Required work.
Identify every line in the listing that contains the word "floor" and copy each of those lines.

****************************************

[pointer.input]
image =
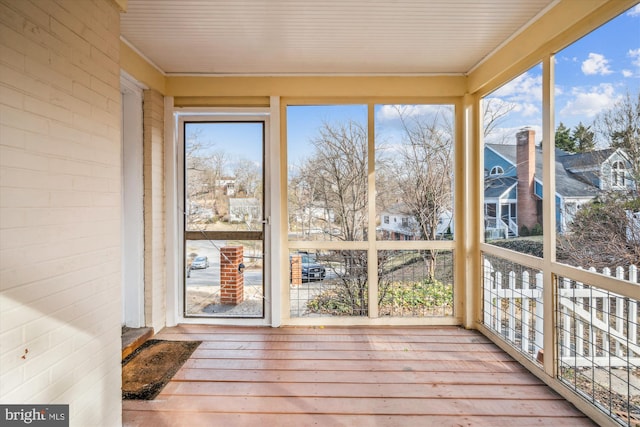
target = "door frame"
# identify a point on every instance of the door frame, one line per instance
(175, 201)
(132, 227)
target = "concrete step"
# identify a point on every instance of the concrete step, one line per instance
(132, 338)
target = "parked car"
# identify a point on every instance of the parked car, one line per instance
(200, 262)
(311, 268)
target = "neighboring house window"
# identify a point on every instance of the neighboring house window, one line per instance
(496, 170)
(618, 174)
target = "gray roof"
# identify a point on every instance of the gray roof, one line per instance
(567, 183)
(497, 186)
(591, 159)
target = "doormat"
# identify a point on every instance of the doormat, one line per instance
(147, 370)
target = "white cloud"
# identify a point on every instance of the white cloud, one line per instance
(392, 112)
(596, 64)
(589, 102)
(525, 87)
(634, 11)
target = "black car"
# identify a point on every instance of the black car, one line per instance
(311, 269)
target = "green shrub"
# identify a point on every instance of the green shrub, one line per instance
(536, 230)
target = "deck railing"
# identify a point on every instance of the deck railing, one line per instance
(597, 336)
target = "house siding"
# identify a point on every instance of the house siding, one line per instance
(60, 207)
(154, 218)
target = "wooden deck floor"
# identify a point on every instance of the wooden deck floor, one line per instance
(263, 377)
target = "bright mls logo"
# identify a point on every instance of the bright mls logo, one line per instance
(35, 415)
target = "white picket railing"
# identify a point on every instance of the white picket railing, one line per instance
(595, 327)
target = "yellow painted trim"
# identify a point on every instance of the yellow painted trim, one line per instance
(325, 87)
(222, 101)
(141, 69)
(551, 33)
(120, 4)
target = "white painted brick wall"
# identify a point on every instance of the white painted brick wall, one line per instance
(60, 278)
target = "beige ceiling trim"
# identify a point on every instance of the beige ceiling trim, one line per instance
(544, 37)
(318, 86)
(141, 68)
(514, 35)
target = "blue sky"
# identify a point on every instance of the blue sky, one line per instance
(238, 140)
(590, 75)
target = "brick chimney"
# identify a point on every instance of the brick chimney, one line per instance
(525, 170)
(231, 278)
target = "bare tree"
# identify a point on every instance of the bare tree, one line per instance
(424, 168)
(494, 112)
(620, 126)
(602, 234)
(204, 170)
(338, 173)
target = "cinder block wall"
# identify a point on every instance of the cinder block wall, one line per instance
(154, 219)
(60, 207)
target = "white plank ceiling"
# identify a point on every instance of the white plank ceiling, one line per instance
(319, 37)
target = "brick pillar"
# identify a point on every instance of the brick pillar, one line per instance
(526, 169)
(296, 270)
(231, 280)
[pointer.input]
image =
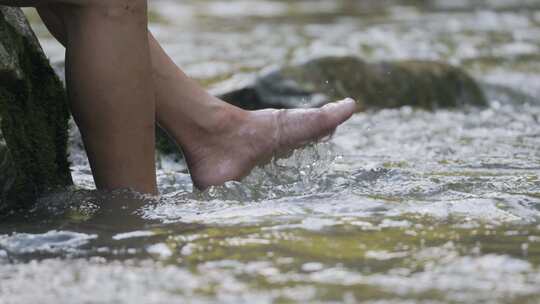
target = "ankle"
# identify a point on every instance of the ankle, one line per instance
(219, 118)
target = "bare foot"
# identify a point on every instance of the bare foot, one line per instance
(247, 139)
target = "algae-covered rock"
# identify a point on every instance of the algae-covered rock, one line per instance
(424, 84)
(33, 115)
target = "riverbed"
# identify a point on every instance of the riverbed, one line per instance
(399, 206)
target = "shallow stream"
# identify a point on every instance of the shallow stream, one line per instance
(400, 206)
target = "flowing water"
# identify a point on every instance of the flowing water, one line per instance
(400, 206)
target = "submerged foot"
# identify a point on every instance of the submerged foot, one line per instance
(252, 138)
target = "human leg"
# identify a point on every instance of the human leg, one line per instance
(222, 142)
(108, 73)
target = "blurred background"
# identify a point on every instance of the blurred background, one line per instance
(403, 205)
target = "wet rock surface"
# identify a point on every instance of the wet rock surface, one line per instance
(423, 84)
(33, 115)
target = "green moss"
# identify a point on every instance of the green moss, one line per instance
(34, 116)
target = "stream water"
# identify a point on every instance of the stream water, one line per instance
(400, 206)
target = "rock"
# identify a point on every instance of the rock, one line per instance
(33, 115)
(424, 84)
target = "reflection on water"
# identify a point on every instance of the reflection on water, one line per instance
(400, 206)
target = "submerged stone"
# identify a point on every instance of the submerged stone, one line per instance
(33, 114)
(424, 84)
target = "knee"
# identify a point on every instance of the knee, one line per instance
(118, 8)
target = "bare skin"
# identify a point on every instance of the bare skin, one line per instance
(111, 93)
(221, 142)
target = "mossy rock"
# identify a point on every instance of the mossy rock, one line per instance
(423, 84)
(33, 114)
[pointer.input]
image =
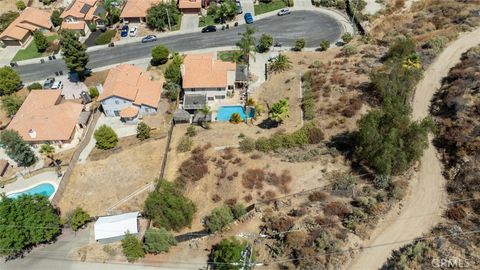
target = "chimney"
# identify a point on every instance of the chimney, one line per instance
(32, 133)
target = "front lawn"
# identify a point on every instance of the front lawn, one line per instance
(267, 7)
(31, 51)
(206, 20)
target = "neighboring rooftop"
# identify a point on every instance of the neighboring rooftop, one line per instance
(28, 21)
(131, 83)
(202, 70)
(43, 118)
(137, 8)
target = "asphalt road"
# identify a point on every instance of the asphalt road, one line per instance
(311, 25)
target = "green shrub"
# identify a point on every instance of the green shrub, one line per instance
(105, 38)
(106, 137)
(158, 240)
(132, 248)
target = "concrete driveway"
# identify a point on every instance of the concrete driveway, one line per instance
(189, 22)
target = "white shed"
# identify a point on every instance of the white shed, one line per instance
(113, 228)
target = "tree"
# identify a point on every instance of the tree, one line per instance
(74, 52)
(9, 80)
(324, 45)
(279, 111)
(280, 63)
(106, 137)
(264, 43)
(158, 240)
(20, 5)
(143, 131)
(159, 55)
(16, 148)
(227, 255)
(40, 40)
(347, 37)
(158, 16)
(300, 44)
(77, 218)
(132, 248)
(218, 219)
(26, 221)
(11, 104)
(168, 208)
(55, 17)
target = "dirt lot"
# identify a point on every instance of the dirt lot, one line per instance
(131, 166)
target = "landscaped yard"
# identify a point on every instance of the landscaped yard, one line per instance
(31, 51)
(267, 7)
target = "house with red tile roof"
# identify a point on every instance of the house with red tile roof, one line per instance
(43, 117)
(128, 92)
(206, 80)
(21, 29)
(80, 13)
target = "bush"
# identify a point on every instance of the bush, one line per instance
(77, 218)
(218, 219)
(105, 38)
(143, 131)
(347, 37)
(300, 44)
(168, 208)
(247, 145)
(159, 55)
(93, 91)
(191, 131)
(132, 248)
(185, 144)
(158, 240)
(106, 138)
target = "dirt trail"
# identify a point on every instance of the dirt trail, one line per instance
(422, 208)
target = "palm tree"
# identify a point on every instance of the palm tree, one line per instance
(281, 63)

****************************************

Exercise response.
target = "wooden deck floor"
# identify a point on every instance of the wooden deck floor, one line per instance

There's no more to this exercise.